#### RECORD SET
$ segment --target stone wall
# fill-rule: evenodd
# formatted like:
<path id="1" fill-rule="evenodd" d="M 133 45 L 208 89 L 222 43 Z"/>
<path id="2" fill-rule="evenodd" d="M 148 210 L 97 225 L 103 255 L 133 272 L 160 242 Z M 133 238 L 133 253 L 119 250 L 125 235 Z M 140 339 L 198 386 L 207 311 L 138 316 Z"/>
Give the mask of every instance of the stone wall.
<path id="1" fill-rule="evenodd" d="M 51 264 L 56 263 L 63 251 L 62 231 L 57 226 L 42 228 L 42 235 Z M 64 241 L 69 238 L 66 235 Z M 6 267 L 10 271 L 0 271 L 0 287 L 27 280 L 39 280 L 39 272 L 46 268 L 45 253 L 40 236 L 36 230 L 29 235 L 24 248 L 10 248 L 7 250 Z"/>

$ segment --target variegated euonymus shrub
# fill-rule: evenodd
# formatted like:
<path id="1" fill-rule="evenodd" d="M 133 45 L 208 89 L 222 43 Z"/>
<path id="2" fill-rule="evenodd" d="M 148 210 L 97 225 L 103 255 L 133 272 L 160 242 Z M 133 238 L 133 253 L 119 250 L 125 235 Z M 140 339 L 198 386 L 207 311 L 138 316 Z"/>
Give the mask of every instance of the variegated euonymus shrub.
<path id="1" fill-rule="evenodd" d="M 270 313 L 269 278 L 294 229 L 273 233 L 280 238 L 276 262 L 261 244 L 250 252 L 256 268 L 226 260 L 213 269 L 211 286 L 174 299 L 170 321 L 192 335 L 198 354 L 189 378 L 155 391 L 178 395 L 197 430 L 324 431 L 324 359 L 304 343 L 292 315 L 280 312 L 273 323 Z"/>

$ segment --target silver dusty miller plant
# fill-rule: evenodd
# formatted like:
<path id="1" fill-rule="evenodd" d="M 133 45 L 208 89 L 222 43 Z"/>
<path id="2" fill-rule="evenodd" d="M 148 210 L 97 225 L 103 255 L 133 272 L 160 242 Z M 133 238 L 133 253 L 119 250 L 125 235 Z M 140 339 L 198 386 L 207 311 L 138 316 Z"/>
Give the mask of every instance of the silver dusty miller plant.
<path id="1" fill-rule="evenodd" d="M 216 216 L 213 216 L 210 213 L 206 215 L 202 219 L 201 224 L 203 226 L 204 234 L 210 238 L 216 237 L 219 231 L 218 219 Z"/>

#### WHAT THE TASK ASKS
Copy the listing from its first line through the line containing "51 264 L 56", replacing "stone wall" with "retaining wall" and leaving everything else unchanged.

#### SOLVED EXERCISE
$ segment --target retaining wall
# fill-rule: evenodd
# formatted like:
<path id="1" fill-rule="evenodd" d="M 133 45 L 208 89 L 222 43 Z"/>
<path id="2" fill-rule="evenodd" d="M 148 210 L 97 225 L 103 255 L 133 272 L 160 242 Z M 133 238 L 133 253 L 119 250 L 125 235 Z M 140 339 L 198 386 L 207 311 L 138 316 Z"/>
Give the mask of every instance of the retaining wall.
<path id="1" fill-rule="evenodd" d="M 51 264 L 56 263 L 63 251 L 62 231 L 57 226 L 42 228 L 42 235 Z M 64 241 L 69 238 L 66 235 Z M 6 267 L 10 271 L 0 271 L 0 287 L 27 280 L 39 280 L 39 272 L 46 268 L 45 253 L 40 236 L 36 230 L 29 235 L 24 248 L 10 248 L 7 250 Z"/>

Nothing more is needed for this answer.